[Opening PROVIDED DATA section]
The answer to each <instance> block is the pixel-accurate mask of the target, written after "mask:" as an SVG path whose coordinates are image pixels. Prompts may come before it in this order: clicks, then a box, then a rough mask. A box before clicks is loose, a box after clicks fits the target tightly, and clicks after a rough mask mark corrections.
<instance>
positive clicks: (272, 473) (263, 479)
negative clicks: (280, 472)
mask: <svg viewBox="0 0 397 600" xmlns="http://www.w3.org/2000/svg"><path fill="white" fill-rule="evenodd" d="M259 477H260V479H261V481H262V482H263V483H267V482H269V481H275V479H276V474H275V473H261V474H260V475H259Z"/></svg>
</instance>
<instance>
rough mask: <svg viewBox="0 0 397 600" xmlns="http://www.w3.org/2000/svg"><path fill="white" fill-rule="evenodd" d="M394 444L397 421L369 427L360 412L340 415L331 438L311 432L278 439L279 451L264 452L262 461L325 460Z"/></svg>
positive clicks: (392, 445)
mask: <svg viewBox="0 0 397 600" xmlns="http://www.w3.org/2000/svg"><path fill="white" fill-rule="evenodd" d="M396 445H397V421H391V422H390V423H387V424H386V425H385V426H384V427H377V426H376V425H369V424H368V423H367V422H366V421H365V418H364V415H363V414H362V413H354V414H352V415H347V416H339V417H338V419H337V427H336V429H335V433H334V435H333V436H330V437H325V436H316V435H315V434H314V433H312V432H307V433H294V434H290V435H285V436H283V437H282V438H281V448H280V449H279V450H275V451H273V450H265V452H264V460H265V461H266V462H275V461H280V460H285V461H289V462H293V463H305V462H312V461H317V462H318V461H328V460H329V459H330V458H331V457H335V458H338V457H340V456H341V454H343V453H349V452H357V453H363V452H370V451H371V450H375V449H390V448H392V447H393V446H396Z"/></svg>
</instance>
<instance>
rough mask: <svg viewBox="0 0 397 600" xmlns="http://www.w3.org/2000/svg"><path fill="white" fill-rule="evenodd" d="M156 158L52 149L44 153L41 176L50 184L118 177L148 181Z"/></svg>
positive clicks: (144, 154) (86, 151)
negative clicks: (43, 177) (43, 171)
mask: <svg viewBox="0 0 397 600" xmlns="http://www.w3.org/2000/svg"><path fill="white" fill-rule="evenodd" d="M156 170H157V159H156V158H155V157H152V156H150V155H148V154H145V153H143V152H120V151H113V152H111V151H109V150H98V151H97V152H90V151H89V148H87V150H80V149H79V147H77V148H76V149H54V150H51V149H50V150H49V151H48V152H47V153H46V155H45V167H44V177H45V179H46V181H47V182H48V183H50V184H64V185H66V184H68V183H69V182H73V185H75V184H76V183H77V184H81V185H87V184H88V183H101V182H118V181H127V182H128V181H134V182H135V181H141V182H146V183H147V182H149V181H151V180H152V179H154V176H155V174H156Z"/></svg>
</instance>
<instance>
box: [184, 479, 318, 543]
[Closing PROVIDED DATA section]
### [WORK INSTRUCTIONS]
The lines from the one holding "negative clicks: (43, 177) (43, 171)" through the end of the listing above are to be written out exactly, both ends included, and no others.

### [ANSWER SPACE]
negative clicks: (43, 177) (43, 171)
mask: <svg viewBox="0 0 397 600" xmlns="http://www.w3.org/2000/svg"><path fill="white" fill-rule="evenodd" d="M156 170H157V159H156V158H155V157H152V156H150V155H148V154H145V153H143V152H120V151H113V152H111V151H109V150H98V151H97V152H90V151H89V148H87V150H80V149H79V147H77V148H76V149H54V150H51V149H50V150H49V151H48V152H47V153H46V155H45V167H44V177H45V179H46V181H47V182H48V183H50V184H64V185H66V184H68V183H69V182H73V185H75V184H76V183H77V184H81V185H87V184H88V183H101V182H118V181H127V182H128V181H134V182H135V181H141V182H146V183H147V182H149V181H151V180H152V179H154V176H155V174H156Z"/></svg>
</instance>
<instance>
box: [184, 479, 318, 543]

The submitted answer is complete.